Copy out every row below word for word, leaving out the pictures.
═══ Entries shown ═══
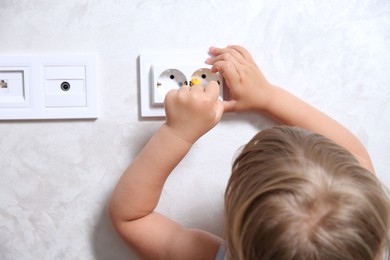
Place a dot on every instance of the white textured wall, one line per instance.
(56, 176)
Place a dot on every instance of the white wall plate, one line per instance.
(163, 71)
(47, 87)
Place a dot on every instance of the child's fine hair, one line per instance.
(294, 194)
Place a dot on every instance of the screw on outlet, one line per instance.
(65, 86)
(3, 84)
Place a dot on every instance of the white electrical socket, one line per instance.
(161, 72)
(47, 87)
(14, 90)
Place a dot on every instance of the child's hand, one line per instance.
(249, 88)
(193, 111)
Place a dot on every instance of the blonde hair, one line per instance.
(298, 195)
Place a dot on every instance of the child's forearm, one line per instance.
(139, 189)
(288, 109)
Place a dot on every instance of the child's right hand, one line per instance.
(249, 89)
(193, 111)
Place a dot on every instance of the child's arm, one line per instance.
(251, 91)
(191, 112)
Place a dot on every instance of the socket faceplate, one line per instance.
(163, 71)
(47, 87)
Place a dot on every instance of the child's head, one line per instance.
(297, 195)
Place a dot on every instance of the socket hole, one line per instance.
(171, 79)
(3, 84)
(65, 86)
(205, 76)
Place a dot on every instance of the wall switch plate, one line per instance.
(162, 71)
(47, 87)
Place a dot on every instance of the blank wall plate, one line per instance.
(162, 71)
(47, 87)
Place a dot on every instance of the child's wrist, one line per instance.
(264, 98)
(176, 135)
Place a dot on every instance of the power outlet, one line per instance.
(14, 90)
(161, 72)
(47, 87)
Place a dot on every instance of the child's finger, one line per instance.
(212, 89)
(229, 106)
(228, 72)
(197, 88)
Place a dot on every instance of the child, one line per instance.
(302, 192)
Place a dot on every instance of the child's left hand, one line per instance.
(193, 111)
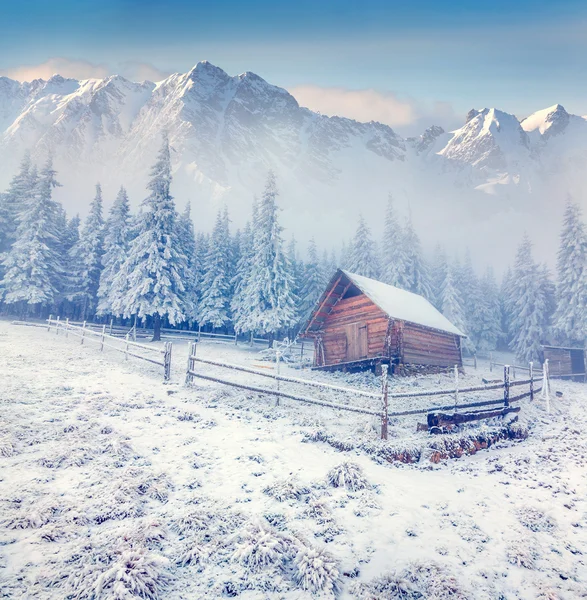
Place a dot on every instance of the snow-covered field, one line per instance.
(115, 486)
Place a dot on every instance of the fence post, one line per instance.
═══
The reply:
Place a dot on every instance of the white textured wall, one line per instance.
(56, 176)
Place a dot on every instance of the white wall plate, one line per instance.
(163, 71)
(47, 87)
Place a dot on every instance of the child's fine hair, one line per instance.
(294, 194)
Place a dot on every instance of the screw on outlet, one line per instance.
(65, 86)
(3, 84)
Place a dot on every instance of the white electrical socket, one line per instance.
(161, 72)
(47, 87)
(14, 90)
Place a dot on every instance of the child's hand, one line per instance.
(249, 88)
(193, 111)
Place a dot on every instance of the blonde hair, one line per instance.
(298, 195)
Place a dot on every instance of the child's forearm, one line per instance.
(139, 189)
(288, 109)
Place a dot on every instance of the child's right hand, one line per instance.
(249, 89)
(193, 111)
Place a dot on every instance of the child's arm, one line per instance.
(251, 91)
(191, 112)
Place a dot on every instance of the socket faceplate, one line per instance.
(163, 71)
(47, 87)
Place a dot on every instance of the child's head, one line per instance.
(297, 195)
Place a dot on every instance of the socket hole, one line per instance.
(171, 79)
(3, 84)
(65, 86)
(205, 76)
Place a dot on every instance of the wall switch plate, one line per instance.
(162, 71)
(47, 87)
Place a dot on every instance of the blank wall plate, one line per instance.
(162, 71)
(47, 87)
Place a dot on every instance of the child's wrist, one line per instance.
(264, 98)
(176, 135)
Place a dot on every instance of the power outlet, one line per instance.
(14, 90)
(161, 72)
(47, 87)
Place a dot on every instance of the child's finger, one line per instance.
(212, 89)
(229, 106)
(228, 72)
(197, 88)
Place a dot on every instance of the child, one line per instance.
(302, 192)
Place a dot on every instance of the child's left hand, one line per instance.
(193, 111)
Place a dot on every instance of the snow-covered field, one line per instance.
(115, 486)
Place a dot on every instance of the fence post, one line per instance.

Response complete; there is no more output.